-- Start of Excerpted text --

Welcome to the second half of our 2-part series with Matt Barnett of Bonjoro. In today’s episode, we get more specific and go through a 7-point plan to enhance client relationships. This is based off a whitepaper that Matt and his team at Bonjoro put together to help business owners grow their businesses.
Episode Highlights:
- 1 Identify key customer moments
- 2 Understand your own business culture and values
- 3 Test new ideas constantly
- 4 Share your successes internally
- 5 Continue to refine these activities
- 6 Measure, measure, measure
- 7 Have fun!
- 1% Pledge – Giving Back Affiliate program
- Help us make an impact
Joanna: Hi, it’s Joanna Oakey here and welcome back to Talking Law. A podcast brought to you by our commercial legal practice Aspect Legal. Welcome to the second half of our two-part series with Matt Barnett of Bonjoro.
In part one, we drilled into the concept of enhancing client relationships through systems and through technology like Bonjoro. We also talked about the connection between having a strong client relationship and being able to prevent legal disputes with clients into the future.
Now in today’s episode, we get more specific and go through a seven-point plan into delighting your customers based on a white paper Matt and his team at Bonjoro put together tell business owners enhance relationships with their clients and customers, so keep listening and we’ll get started.

-- End of Excerpted text --
-- Start of Data provided --

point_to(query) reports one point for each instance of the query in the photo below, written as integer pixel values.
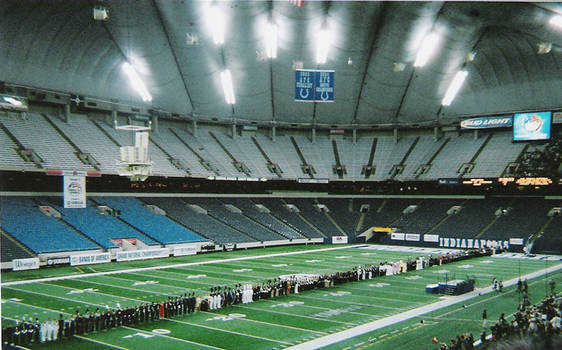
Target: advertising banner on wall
(487, 122)
(397, 236)
(412, 237)
(87, 259)
(339, 239)
(472, 243)
(74, 189)
(181, 251)
(25, 264)
(143, 254)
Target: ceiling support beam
(375, 34)
(165, 29)
(273, 116)
(481, 35)
(413, 74)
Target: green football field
(275, 323)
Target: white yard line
(172, 338)
(271, 324)
(14, 283)
(228, 331)
(292, 315)
(378, 324)
(55, 296)
(100, 342)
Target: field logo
(143, 283)
(82, 291)
(337, 312)
(338, 294)
(413, 278)
(155, 332)
(243, 270)
(289, 304)
(13, 300)
(230, 317)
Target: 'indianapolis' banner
(314, 85)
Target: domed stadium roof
(511, 52)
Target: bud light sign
(487, 122)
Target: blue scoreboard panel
(314, 85)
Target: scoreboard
(314, 85)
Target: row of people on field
(25, 333)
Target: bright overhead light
(136, 82)
(454, 87)
(427, 49)
(226, 79)
(556, 21)
(271, 40)
(322, 44)
(217, 22)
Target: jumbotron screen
(532, 126)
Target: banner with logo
(397, 236)
(58, 261)
(339, 239)
(487, 122)
(516, 241)
(413, 237)
(143, 254)
(431, 238)
(25, 264)
(74, 191)
(181, 251)
(87, 259)
(472, 243)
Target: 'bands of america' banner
(314, 85)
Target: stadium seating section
(22, 219)
(178, 153)
(237, 220)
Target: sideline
(70, 277)
(387, 321)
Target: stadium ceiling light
(226, 79)
(454, 87)
(322, 44)
(217, 22)
(556, 22)
(136, 82)
(271, 40)
(427, 49)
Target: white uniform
(55, 330)
(43, 332)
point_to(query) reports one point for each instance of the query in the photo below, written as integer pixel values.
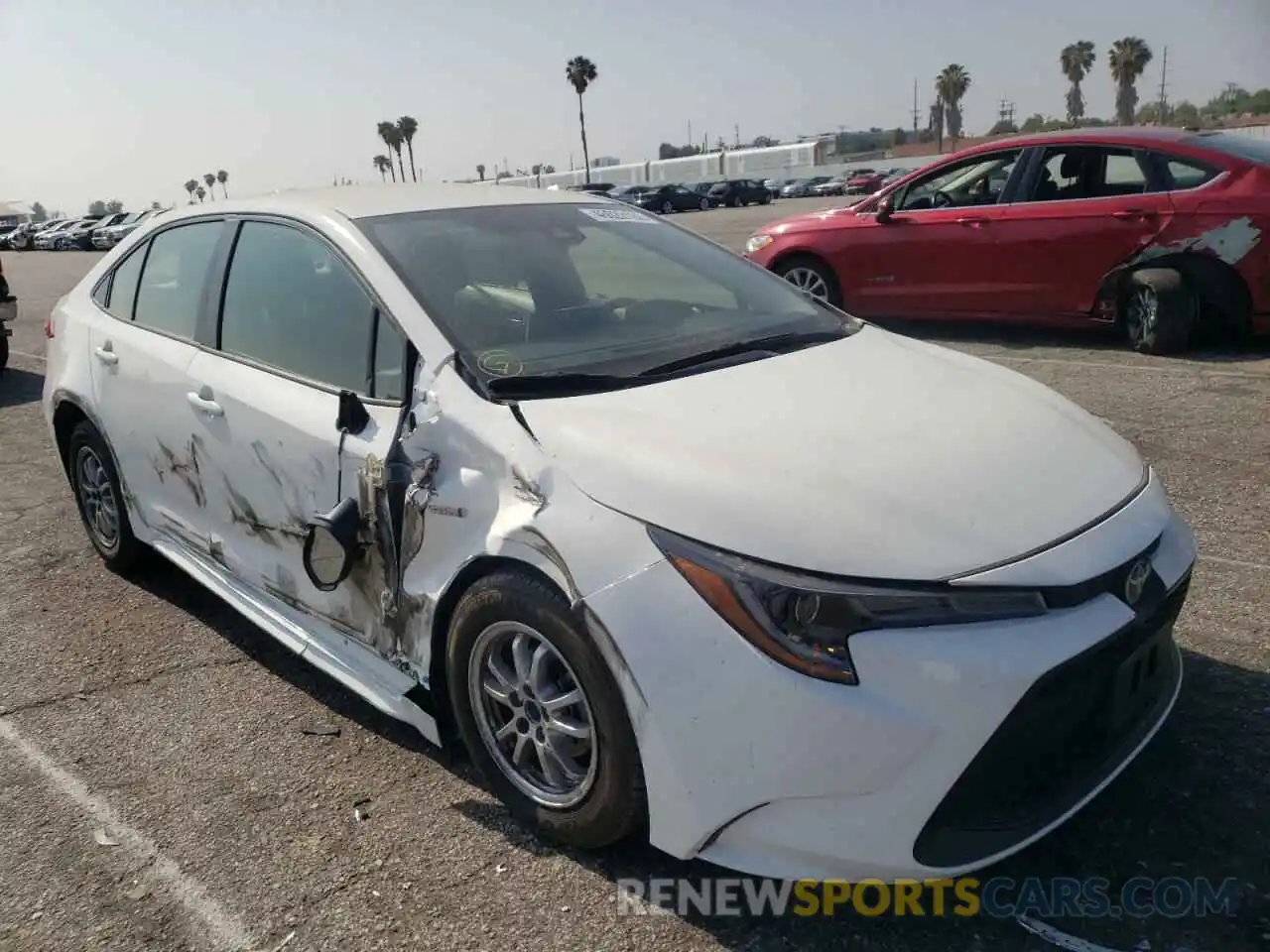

-- End of Data provided --

_Problems to solve_
(a) Pull out the podcast text word for word, from "- 1% Pledge" to "we’ll get started.".
(b) Reproduce the whole listing with "stadium" changed to "arena" wherever it occurs and everything else left as is. Leave out the pictures.
The listing has no connection to the podcast text.

_Responses to the exercise_
(a)
- 1% Pledge – Giving Back Affiliate program
- Help us make an impact
Joanna: Hi, it’s Joanna Oakey here and welcome back to Talking Law. A podcast brought to you by our commercial legal practice Aspect Legal. Welcome to the second half of our two-part series with Matt Barnett of Bonjoro.
In part one, we drilled into the concept of enhancing client relationships through systems and through technology like Bonjoro. We also talked about the connection between having a strong client relationship and being able to prevent legal disputes with clients into the future.
Now in today’s episode, we get more specific and go through a seven-point plan into delighting your customers based on a white paper Matt and his team at Bonjoro put together tell business owners enhance relationships with their clients and customers, so keep listening and we’ll get started.

(b)
point_to(query) reports one point for each instance of the query in the photo below, written as integer pixel values.
Target: advertising banner on wall
(487, 122)
(397, 236)
(412, 237)
(87, 259)
(339, 239)
(472, 243)
(74, 189)
(181, 251)
(25, 264)
(143, 254)
Target: ceiling support beam
(375, 34)
(165, 29)
(273, 116)
(481, 35)
(413, 74)
Target: green football field
(275, 323)
Target: white yard line
(172, 338)
(271, 324)
(14, 283)
(228, 331)
(292, 315)
(378, 324)
(55, 296)
(100, 342)
Target: field logo
(143, 283)
(82, 291)
(337, 312)
(338, 294)
(413, 278)
(155, 332)
(243, 270)
(289, 304)
(13, 300)
(230, 317)
Target: 'indianapolis' banner
(314, 85)
Target: domed arena roof
(511, 52)
Target: bud light sign
(487, 122)
Target: blue scoreboard panel
(314, 85)
Target: scoreboard
(314, 85)
Target: row of people on field
(25, 333)
Target: bright overhead light
(136, 82)
(454, 87)
(427, 49)
(226, 79)
(556, 21)
(271, 40)
(322, 44)
(217, 22)
Target: jumbotron screen
(532, 126)
Target: banner with logo
(397, 236)
(58, 261)
(339, 239)
(487, 122)
(516, 241)
(413, 237)
(143, 254)
(431, 238)
(25, 264)
(74, 191)
(181, 251)
(87, 259)
(472, 243)
Target: 'bands of america' banner
(314, 85)
Target: arena seating section
(22, 219)
(178, 153)
(237, 220)
Target: sideline
(70, 277)
(387, 321)
Target: arena ceiling light
(226, 79)
(454, 87)
(322, 44)
(217, 22)
(556, 22)
(136, 82)
(271, 40)
(427, 49)
Target: white uniform
(55, 330)
(43, 332)
point_to(query) reports one point for each instance of the query in the photo below, written as integer pixel values.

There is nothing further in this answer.